■ REQUEST
Lay out every line of the listing below as a Markdown table with the columns "No." and "Entry," numbering the rows in order and omitting blank lines. Leave the pictures out of the table.

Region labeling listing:
# # # # #

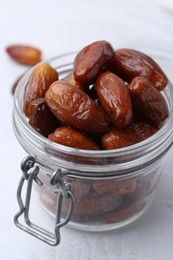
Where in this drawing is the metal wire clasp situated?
[14,156,75,246]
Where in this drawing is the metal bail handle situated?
[14,156,75,246]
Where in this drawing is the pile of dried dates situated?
[20,41,168,150]
[9,41,168,223]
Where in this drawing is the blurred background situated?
[0,0,173,260]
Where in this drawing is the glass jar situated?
[13,53,173,244]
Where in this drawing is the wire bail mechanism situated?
[14,156,75,246]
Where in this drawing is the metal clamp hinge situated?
[14,156,75,246]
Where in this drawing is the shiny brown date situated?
[113,49,168,90]
[73,41,114,86]
[62,72,84,90]
[29,98,60,137]
[48,127,100,150]
[24,63,58,117]
[101,122,156,150]
[128,77,168,127]
[45,81,108,133]
[96,72,133,128]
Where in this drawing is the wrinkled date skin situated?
[48,126,100,150]
[62,72,84,91]
[96,72,133,128]
[113,49,168,91]
[73,41,114,86]
[6,44,41,66]
[128,77,168,127]
[45,81,108,133]
[102,122,156,150]
[24,63,58,117]
[29,98,60,137]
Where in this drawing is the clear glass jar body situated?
[13,54,173,231]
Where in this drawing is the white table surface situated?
[0,0,173,260]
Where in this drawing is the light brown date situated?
[48,127,100,150]
[73,41,114,86]
[6,44,41,66]
[96,72,133,128]
[24,63,58,117]
[128,77,168,127]
[101,122,156,150]
[113,49,168,90]
[45,81,108,133]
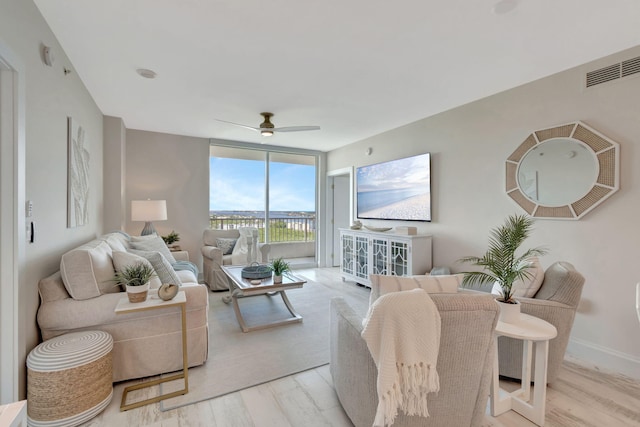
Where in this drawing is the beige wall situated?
[125,130,209,269]
[103,116,127,232]
[328,47,640,378]
[0,0,103,397]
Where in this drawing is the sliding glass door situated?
[209,145,318,259]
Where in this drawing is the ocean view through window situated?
[209,145,317,243]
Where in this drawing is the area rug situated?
[160,273,369,411]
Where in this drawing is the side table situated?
[491,313,558,426]
[115,291,189,411]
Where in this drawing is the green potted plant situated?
[459,215,547,321]
[162,230,180,250]
[268,257,291,283]
[115,262,156,302]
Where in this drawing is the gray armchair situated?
[498,261,584,384]
[202,229,270,291]
[330,293,498,427]
[202,229,240,291]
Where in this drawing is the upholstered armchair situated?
[202,229,269,291]
[330,293,498,427]
[498,261,584,384]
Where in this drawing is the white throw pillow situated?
[129,249,182,286]
[131,234,176,264]
[112,251,162,289]
[60,241,119,300]
[491,258,544,298]
[369,274,464,306]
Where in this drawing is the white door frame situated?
[0,40,26,404]
[325,166,354,267]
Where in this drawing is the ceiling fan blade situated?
[271,126,320,132]
[215,119,260,132]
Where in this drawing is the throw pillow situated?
[129,249,182,286]
[369,274,464,307]
[491,257,544,298]
[131,234,176,264]
[60,241,119,300]
[112,251,162,289]
[216,237,238,255]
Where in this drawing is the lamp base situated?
[140,221,156,236]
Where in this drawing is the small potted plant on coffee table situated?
[115,262,156,302]
[269,257,291,283]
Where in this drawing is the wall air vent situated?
[622,56,640,77]
[586,56,640,87]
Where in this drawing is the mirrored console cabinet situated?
[340,228,431,286]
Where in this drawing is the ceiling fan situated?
[216,113,320,136]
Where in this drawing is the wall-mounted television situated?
[356,153,431,221]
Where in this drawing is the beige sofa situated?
[37,232,209,382]
[330,293,498,427]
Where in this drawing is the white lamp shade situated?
[131,200,167,222]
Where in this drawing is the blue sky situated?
[209,157,315,211]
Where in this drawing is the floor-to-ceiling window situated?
[209,145,318,260]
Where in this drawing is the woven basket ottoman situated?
[27,331,113,427]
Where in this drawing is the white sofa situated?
[37,232,209,382]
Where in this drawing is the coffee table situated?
[222,266,307,332]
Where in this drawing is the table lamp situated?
[131,200,167,236]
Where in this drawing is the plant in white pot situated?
[115,262,156,302]
[269,257,291,283]
[459,215,547,322]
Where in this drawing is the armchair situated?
[330,293,498,427]
[498,261,584,384]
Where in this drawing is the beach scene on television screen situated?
[357,153,431,221]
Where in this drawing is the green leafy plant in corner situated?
[114,262,156,288]
[162,230,180,246]
[268,257,291,276]
[459,215,547,304]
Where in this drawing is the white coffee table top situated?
[496,313,558,341]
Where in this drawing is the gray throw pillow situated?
[129,249,182,286]
[131,235,176,264]
[216,237,238,255]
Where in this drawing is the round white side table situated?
[491,313,558,426]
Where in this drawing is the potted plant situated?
[115,262,156,302]
[162,230,180,251]
[459,215,547,321]
[269,257,291,283]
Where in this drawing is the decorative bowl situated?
[240,265,271,279]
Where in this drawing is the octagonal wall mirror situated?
[506,122,620,219]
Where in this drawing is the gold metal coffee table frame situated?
[115,291,189,411]
[222,266,307,332]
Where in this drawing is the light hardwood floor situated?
[84,269,640,427]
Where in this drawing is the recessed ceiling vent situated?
[587,56,640,87]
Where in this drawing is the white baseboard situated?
[567,338,640,380]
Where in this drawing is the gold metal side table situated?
[115,291,189,411]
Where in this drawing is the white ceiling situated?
[35,0,640,151]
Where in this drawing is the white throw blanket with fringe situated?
[362,289,440,427]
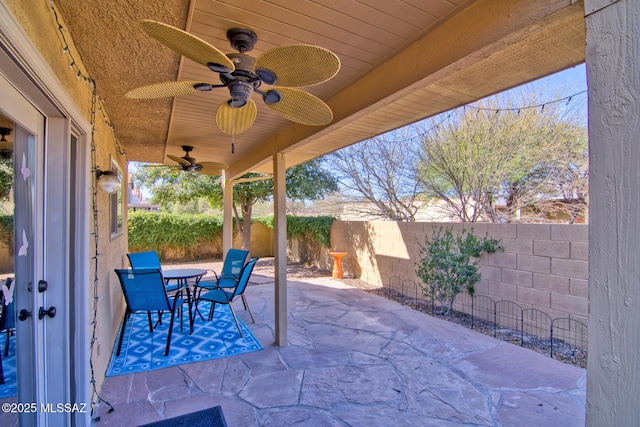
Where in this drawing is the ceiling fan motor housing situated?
[227,28,258,53]
[220,53,260,108]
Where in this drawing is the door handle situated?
[18,308,31,322]
[38,306,56,320]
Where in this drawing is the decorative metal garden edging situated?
[368,276,588,365]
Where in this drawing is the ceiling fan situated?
[167,145,228,176]
[125,20,340,135]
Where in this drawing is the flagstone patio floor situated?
[94,266,586,427]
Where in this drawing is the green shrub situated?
[416,226,503,315]
[129,212,222,250]
[126,211,334,258]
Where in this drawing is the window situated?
[109,159,124,240]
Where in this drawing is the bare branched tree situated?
[421,90,588,222]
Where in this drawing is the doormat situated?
[0,332,18,399]
[107,302,263,377]
[138,406,227,427]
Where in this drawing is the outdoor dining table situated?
[162,268,207,332]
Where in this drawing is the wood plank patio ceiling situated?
[55,0,585,175]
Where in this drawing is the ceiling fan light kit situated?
[126,20,340,135]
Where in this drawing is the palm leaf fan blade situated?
[140,19,235,72]
[124,80,211,99]
[255,45,340,87]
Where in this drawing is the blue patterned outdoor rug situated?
[0,332,18,399]
[107,302,262,377]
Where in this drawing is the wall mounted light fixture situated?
[96,169,122,193]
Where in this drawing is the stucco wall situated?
[326,221,589,323]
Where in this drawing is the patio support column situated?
[273,153,287,346]
[585,0,640,427]
[221,169,233,259]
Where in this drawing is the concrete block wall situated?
[327,221,589,324]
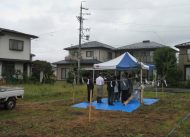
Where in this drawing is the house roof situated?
[175,42,190,48]
[0,28,38,38]
[64,41,115,50]
[117,40,166,50]
[52,59,100,65]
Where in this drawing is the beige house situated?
[116,40,170,79]
[53,41,115,80]
[0,28,38,79]
[175,42,190,80]
[53,40,171,80]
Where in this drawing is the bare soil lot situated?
[0,83,190,137]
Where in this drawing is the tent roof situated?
[94,52,149,70]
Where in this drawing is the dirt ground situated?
[0,94,190,137]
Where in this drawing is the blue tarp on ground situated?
[72,98,158,112]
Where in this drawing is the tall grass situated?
[22,81,86,101]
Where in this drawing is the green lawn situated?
[0,82,190,137]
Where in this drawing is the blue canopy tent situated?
[93,52,153,103]
[94,52,149,70]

# # # # #

■ SOLUTION TO THIS PROBLEM
| No. | Entry |
|---|---|
| 1 | Where in this drawing is the metal wire clasp situated? |
| 2 | [14,156,75,246] |
| 3 | Where in this drawing is the metal bail handle situated? |
| 4 | [14,156,75,246] |
| 5 | Where in this drawing is the pile of dried dates situated? |
| 6 | [20,41,168,150] |
| 7 | [9,41,168,223] |
| 8 | Where in this drawing is the blurred background situated? |
| 9 | [0,0,173,260] |
| 10 | Where in this drawing is the glass jar situated? |
| 11 | [13,53,173,244] |
| 12 | Where in this drawing is the wire bail mechanism situated? |
| 13 | [14,156,75,246] |
| 14 | Where in this drawing is the metal clamp hinge situated? |
| 15 | [14,156,75,246] |
| 16 | Where in this drawing is the shiny brown date situated? |
| 17 | [113,49,168,90] |
| 18 | [73,41,114,86] |
| 19 | [62,72,84,90] |
| 20 | [29,98,60,137] |
| 21 | [48,127,100,150] |
| 22 | [24,63,58,117] |
| 23 | [101,122,156,150] |
| 24 | [128,77,168,127] |
| 25 | [45,81,108,133] |
| 26 | [96,72,133,128] |
| 27 | Where in this drawing is the wrinkled date skin situated? |
| 28 | [48,126,100,150] |
| 29 | [62,72,84,91] |
| 30 | [96,72,133,128] |
| 31 | [113,49,168,91] |
| 32 | [73,41,114,86] |
| 33 | [6,44,41,66] |
| 34 | [128,77,168,127] |
| 35 | [45,81,108,133] |
| 36 | [102,122,156,150] |
| 37 | [24,63,58,117] |
| 38 | [29,98,60,137] |
| 39 | Where in this drawing is the clear glass jar body situated? |
| 40 | [13,54,173,231] |
| 41 | Where in this drawing is the white table surface situated? |
| 42 | [0,0,173,260] |
| 43 | Where in this drawing is the light brown date situated? |
| 44 | [48,127,100,150] |
| 45 | [73,41,114,86] |
| 46 | [6,44,41,66] |
| 47 | [96,72,133,128] |
| 48 | [24,63,58,117] |
| 49 | [128,77,168,127] |
| 50 | [101,122,156,150] |
| 51 | [113,49,168,90] |
| 52 | [45,81,108,133] |
| 53 | Where in this drawing is the beige wall situated? |
| 54 | [125,130,209,269] |
| 55 | [103,116,127,232] |
| 56 | [328,47,640,378] |
| 57 | [0,0,103,397] |
| 58 | Where in this drawing is the sliding glass door situated? |
| 59 | [209,145,318,259] |
| 60 | Where in this drawing is the ocean view through window situated? |
| 61 | [209,145,317,243] |
| 62 | Where in this drawing is the area rug situated? |
| 63 | [160,273,369,411] |
| 64 | Where in this drawing is the side table situated? |
| 65 | [491,313,558,426] |
| 66 | [115,291,189,411] |
| 67 | Where in this drawing is the green potted plant situated? |
| 68 | [459,215,547,321] |
| 69 | [162,230,180,250] |
| 70 | [268,257,291,283] |
| 71 | [115,262,156,302] |
| 72 | Where in this drawing is the gray armchair situated? |
| 73 | [498,261,584,384] |
| 74 | [202,229,270,291] |
| 75 | [330,293,498,427] |
| 76 | [202,229,240,291] |
| 77 | Where in this drawing is the upholstered armchair situated? |
| 78 | [202,229,269,291] |
| 79 | [330,293,498,427] |
| 80 | [498,261,584,384] |
| 81 | Where in this drawing is the white throw pillow situated? |
| 82 | [129,249,182,286] |
| 83 | [131,234,176,264] |
| 84 | [112,251,162,289] |
| 85 | [60,241,119,300] |
| 86 | [491,258,544,298] |
| 87 | [369,274,464,306] |
| 88 | Where in this drawing is the white door frame situated? |
| 89 | [0,40,26,404] |
| 90 | [325,166,354,267] |
| 91 | Where in this drawing is the ceiling fan blade situated? |
| 92 | [271,126,320,132] |
| 93 | [215,119,260,132] |
| 94 | Where in this drawing is the throw pillow situated? |
| 95 | [129,249,182,286] |
| 96 | [369,274,464,307] |
| 97 | [491,257,544,298] |
| 98 | [131,234,176,264] |
| 99 | [60,241,119,300] |
| 100 | [112,251,162,289] |
| 101 | [216,237,238,255] |
| 102 | Where in this drawing is the lamp base situated? |
| 103 | [140,221,156,236] |
| 104 | Where in this drawing is the small potted plant on coffee table situated? |
| 105 | [115,262,156,302] |
| 106 | [269,257,291,283] |
| 107 | Where in this drawing is the wall air vent situated? |
| 108 | [622,56,640,77] |
| 109 | [586,56,640,87] |
| 110 | Where in this drawing is the mirrored console cabinet situated? |
| 111 | [340,228,431,286] |
| 112 | Where in this drawing is the ceiling fan situated? |
| 113 | [216,113,320,136] |
| 114 | Where in this drawing is the wall-mounted television situated? |
| 115 | [356,153,431,221] |
| 116 | Where in this drawing is the beige sofa situated? |
| 117 | [37,232,209,382] |
| 118 | [330,293,498,427] |
| 119 | Where in this drawing is the white lamp shade situated? |
| 120 | [131,200,167,222] |
| 121 | Where in this drawing is the blue sky situated? |
| 122 | [209,157,315,211] |
| 123 | Where in this drawing is the floor-to-ceiling window situated? |
| 124 | [209,145,318,260] |
| 125 | Where in this drawing is the woven basket ottoman situated? |
| 126 | [27,331,113,427] |
| 127 | Where in this drawing is the white sofa situated? |
| 128 | [37,232,209,382] |
| 129 | Where in this drawing is the coffee table situated? |
| 130 | [222,266,307,332] |
| 131 | Where in this drawing is the table lamp situated? |
| 132 | [131,200,167,236] |
| 133 | Where in this drawing is the plant in white pot situated? |
| 134 | [115,262,156,302] |
| 135 | [269,257,291,283] |
| 136 | [459,215,547,322] |
| 137 | Where in this drawing is the armchair situated? |
| 138 | [330,293,498,427] |
| 139 | [498,261,584,384] |
| 140 | Where in this drawing is the beach scene on television screen situated? |
| 141 | [357,153,431,221] |
| 142 | Where in this drawing is the green leafy plant in corner situated? |
| 143 | [114,262,156,288] |
| 144 | [162,230,180,246] |
| 145 | [268,257,291,276] |
| 146 | [459,215,547,304] |
| 147 | Where in this drawing is the white coffee table top situated? |
| 148 | [496,313,558,341] |
| 149 | Where in this drawing is the gray throw pillow situated? |
| 150 | [129,249,182,286] |
| 151 | [131,235,176,264] |
| 152 | [216,237,238,255] |
| 153 | Where in this drawing is the round white side table situated? |
| 154 | [491,313,558,426] |
| 155 | Where in this drawing is the potted plant situated? |
| 156 | [115,262,156,302] |
| 157 | [162,230,180,251] |
| 158 | [459,215,547,321] |
| 159 | [269,257,291,283] |
| 160 | Where in this drawing is the decorative bowl situated? |
| 161 | [240,265,271,279] |
| 162 | Where in this drawing is the octagonal wall mirror situated? |
| 163 | [506,122,620,219] |
| 164 | Where in this drawing is the gold metal coffee table frame situated? |
| 165 | [115,291,189,411] |
| 166 | [222,266,307,332] |
| 167 | Where in this drawing is the light hardwood floor situated? |
| 168 | [84,269,640,427] |
| 169 | Where in this drawing is the recessed ceiling vent situated? |
| 170 | [587,56,640,87] |
| 171 | Where in this drawing is the white baseboard situated? |
| 172 | [567,338,640,380] |
| 173 | Where in this drawing is the gold metal side table situated? |
| 174 | [115,291,189,411] |
| 175 | Where in this drawing is the white ceiling situated? |
| 176 | [35,0,640,151] |
| 177 | Where in this drawing is the white throw blanket with fringe situated? |
| 178 | [362,289,440,427] |
| 179 | Where in this drawing is the ceiling fan motor housing situated? |
| 180 | [227,28,258,53] |
| 181 | [220,53,260,108] |
| 182 | Where in this drawing is the door handle situated? |
| 183 | [18,308,31,322] |
| 184 | [38,306,56,320] |
| 185 | Where in this drawing is the decorative metal garden edging situated? |
| 186 | [368,276,588,365] |
| 187 | Where in this drawing is the ceiling fan situated? |
| 188 | [167,145,228,176] |
| 189 | [125,20,340,135] |
| 190 | Where in this drawing is the flagstone patio floor situated? |
| 191 | [94,266,586,427] |
| 192 | Where in this drawing is the green shrub situated? |
| 193 | [416,226,503,315] |
| 194 | [129,212,222,250] |
| 195 | [126,211,334,258] |
| 196 | Where in this drawing is the window situated? |
| 197 | [109,159,124,240] |
| 198 | Where in this drawing is the bare branched tree situated? |
| 199 | [421,90,588,222] |
| 200 | Where in this drawing is the doormat situated? |
| 201 | [0,332,18,399] |
| 202 | [107,302,263,377] |
| 203 | [138,406,227,427] |
| 204 | Where in this drawing is the outdoor dining table situated? |
| 205 | [162,268,207,332] |
| 206 | Where in this drawing is the wood plank patio ceiling situated? |
| 207 | [55,0,585,175] |
| 208 | Where in this drawing is the ceiling fan light kit situated? |
| 209 | [126,20,340,135] |
| 210 | Where in this drawing is the palm leaf fan blade situated? |
| 211 | [140,19,235,72] |
| 212 | [124,80,211,99] |
| 213 | [255,45,340,87] |
| 214 | Where in this drawing is the blue patterned outdoor rug situated? |
| 215 | [0,332,18,399] |
| 216 | [107,302,262,377] |
| 217 | Where in this drawing is the wall mounted light fixture situated? |
| 218 | [96,169,122,193] |
| 219 | Where in this drawing is the stucco wall situated? |
| 220 | [326,221,589,323] |
| 221 | Where in this drawing is the patio support column situated? |
| 222 | [273,153,287,346] |
| 223 | [585,0,640,427] |
| 224 | [221,169,233,259] |
| 225 | Where in this drawing is the concrete block wall situated? |
| 226 | [327,221,589,324] |
| 227 | Where in this drawing is the house roof situated? |
| 228 | [175,42,190,48] |
| 229 | [0,28,38,38] |
| 230 | [64,41,115,50] |
| 231 | [117,40,166,50] |
| 232 | [52,59,100,65] |
| 233 | Where in this drawing is the beige house situated? |
| 234 | [116,40,170,79] |
| 235 | [53,41,115,80] |
| 236 | [0,28,38,79] |
| 237 | [175,42,190,80] |
| 238 | [53,40,171,80] |
| 239 | Where in this drawing is the bare soil lot situated? |
| 240 | [0,83,190,137] |
| 241 | Where in this drawing is the tent roof situated? |
| 242 | [94,52,149,70] |
| 243 | Where in this drawing is the dirt ground situated? |
| 244 | [0,94,190,137] |
| 245 | Where in this drawing is the blue tarp on ground situated? |
| 246 | [72,98,158,112] |
| 247 | Where in this drawing is the tall grass situated? |
| 248 | [22,81,86,101] |
| 249 | Where in this drawing is the green lawn situated? |
| 250 | [0,82,190,137] |
| 251 | Where in this drawing is the blue canopy tent situated? |
| 252 | [93,52,153,103] |
| 253 | [94,52,149,70] |